[Excerpt]:
+++

The MDS is at least five years away from full deployment. The new system should eventually make it easier for FDA and other stakeholders to pick up adverse outcomes resulting from medical devices such as the power morcellator, Daniel said.

“Generally, I think it is safe to say that with better, more robust postmarket surveillance that the MDS can provide, certainly in a lot of cases, this would enable the accumulation of evidence on the devices much more rapidly and in much larger populations than is currently available right now,” Daniel said.

“You get a better understanding of what’s happening sooner. If there is a safety issue that’s happening out there, this would improve the accumulation of evidence in terms of speed and quantity.

“Also, the system will not rely on reporting of serious adverse events as the data that will be leveraged will automatically include them as they are identified from claims, EHRs, and registries, not on spontaneous report data.”

Before the MDS can work, stakeholders need to invest in systems for documenting and reporting unique device identifiers, Daniels said.

“Providers, payers, patients need to use the UDIs and document them, mostly on the provider and payer side into the electronic medical record in the claims data in order to be able to much more efficiently identify unique devices in the data themselves.

“So the NDC is a good example on the drug side of how that can be done. We do have tremendous amounts of drug safety surveillance, comparative effectiveness research, quality reporting, etc.—and we learn a lot about drugs, not only initially when the drugs are on the market, but drugs that have been on the market for 10, 20 years. We have a wealth of data available to really understand how that drug performs in a variety of different patient populations, thanks to the ubiquitous nature of the NDC.

“We’d like to be able to get there on the device side, but it will take a lot of investment up front by payers, providers, and hospitals to develop the data capability and infrastructure to be able to document and report those UDIs in the claims in the electronic medical records.”

+++

[Information given]:
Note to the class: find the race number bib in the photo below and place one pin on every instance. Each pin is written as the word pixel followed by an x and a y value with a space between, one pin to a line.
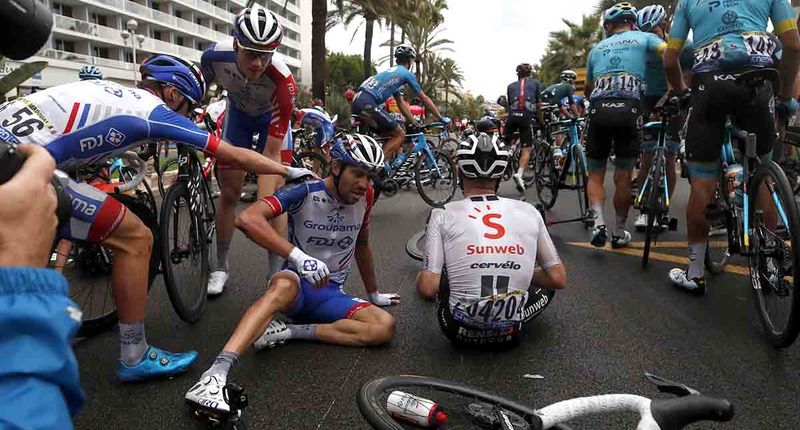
pixel 495 312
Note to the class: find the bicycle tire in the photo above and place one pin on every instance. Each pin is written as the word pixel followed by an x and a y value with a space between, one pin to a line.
pixel 189 310
pixel 418 177
pixel 374 411
pixel 785 337
pixel 94 326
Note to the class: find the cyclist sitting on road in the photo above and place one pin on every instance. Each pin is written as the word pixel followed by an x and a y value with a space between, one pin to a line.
pixel 373 93
pixel 614 82
pixel 261 92
pixel 330 220
pixel 85 122
pixel 88 73
pixel 486 252
pixel 523 102
pixel 730 38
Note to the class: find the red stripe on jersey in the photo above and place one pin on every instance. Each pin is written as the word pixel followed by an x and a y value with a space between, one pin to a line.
pixel 72 115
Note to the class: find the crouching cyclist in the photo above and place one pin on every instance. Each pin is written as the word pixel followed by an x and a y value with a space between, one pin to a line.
pixel 329 226
pixel 489 260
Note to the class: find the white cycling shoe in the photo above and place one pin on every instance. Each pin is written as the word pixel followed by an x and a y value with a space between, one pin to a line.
pixel 277 333
pixel 207 394
pixel 216 282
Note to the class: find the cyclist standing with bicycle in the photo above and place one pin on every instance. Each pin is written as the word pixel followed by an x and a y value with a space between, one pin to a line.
pixel 523 102
pixel 614 82
pixel 261 93
pixel 730 37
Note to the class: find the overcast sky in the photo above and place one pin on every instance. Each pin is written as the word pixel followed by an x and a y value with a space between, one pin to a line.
pixel 489 37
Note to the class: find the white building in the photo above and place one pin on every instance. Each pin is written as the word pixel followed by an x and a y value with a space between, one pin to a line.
pixel 96 32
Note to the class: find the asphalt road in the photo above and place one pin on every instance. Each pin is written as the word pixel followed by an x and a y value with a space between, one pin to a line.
pixel 613 322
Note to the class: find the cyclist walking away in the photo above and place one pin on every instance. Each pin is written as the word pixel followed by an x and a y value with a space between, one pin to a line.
pixel 78 134
pixel 730 38
pixel 330 227
pixel 486 251
pixel 373 93
pixel 522 104
pixel 614 82
pixel 89 73
pixel 261 92
pixel 652 19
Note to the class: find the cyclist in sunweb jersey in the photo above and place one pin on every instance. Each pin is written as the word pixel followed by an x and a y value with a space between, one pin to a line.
pixel 90 121
pixel 329 224
pixel 614 82
pixel 486 256
pixel 261 94
pixel 729 37
pixel 522 103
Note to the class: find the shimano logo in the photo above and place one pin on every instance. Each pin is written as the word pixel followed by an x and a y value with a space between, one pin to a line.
pixel 507 265
pixel 326 227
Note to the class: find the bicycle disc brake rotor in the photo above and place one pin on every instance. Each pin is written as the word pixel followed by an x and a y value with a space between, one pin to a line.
pixel 489 417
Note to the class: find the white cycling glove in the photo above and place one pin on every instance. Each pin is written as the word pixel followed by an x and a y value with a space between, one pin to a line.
pixel 310 268
pixel 380 299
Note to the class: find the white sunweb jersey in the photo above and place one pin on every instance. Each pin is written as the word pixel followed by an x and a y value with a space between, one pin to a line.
pixel 489 247
pixel 322 226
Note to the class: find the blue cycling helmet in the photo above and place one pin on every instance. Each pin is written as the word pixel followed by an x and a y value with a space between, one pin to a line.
pixel 90 72
pixel 620 12
pixel 650 17
pixel 360 151
pixel 175 72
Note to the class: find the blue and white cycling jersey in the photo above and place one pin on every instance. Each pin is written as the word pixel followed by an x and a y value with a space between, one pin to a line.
pixel 322 226
pixel 616 65
pixel 730 34
pixel 388 83
pixel 83 122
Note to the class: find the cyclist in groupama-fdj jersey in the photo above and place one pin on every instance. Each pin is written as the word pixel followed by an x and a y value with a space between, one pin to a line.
pixel 730 37
pixel 615 81
pixel 83 123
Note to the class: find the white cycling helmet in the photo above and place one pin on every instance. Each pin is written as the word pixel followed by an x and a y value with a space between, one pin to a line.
pixel 650 17
pixel 258 26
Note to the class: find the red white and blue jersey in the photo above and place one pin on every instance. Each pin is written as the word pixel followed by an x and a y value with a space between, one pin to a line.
pixel 88 121
pixel 272 94
pixel 322 226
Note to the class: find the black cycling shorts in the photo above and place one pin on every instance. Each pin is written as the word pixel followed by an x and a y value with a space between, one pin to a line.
pixel 613 123
pixel 716 95
pixel 519 121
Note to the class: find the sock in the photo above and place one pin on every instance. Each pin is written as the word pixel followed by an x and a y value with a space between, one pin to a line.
pixel 222 256
pixel 598 210
pixel 697 255
pixel 222 364
pixel 132 343
pixel 303 331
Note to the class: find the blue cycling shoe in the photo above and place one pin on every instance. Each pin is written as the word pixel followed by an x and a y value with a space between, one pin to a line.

+++

[Set of tasks]:
[A] According to the MDS excerpt, how far is the MDS from full deployment?
[B] Which data sources does the MDS excerpt say the system will automatically draw adverse events from? Name them all.
[C] Continue the MDS excerpt from its last sentence.
The entries are separate material, apart from the MDS excerpt.

[Answer set]:
[A] At least five years.

[B] Claims, EHRs, and registries.

[C]
With a system like the MDS, medical device registries will become obsolete, Vodra said.

“I don’t see any major improvements in the voluntary self-reporting system that will vastly improve our ability to detect and fix problems, though I hope that some of the initiatives underway at FDA and in the medical community will make a difference,” Vodra said. “Voluntary reporting remains valuable for providing insight. The guy who says ‘I think this may be a problem’ often has thought long and hard about it, and has generated a hypothesis.”

To test this hypothesis, the medical device community needs to move from the current system to a Big Data network, where one can process vast amounts of claims data and link it up with specific devices, Vodra said.

“Instead of going to the spontaneous reporting database, FDA can go to claims data and say, ‘Let’s run this through the computer and get results,’” Vodra said. “If there is upstaging of cancer, and if this is more commonly associated with use of a particular drug or device over others, you should be able to see these trends more rapidly because you have a huge amount of data.

“From 2015 to 2025, I would argue that Big Data is the way we’re going to head.”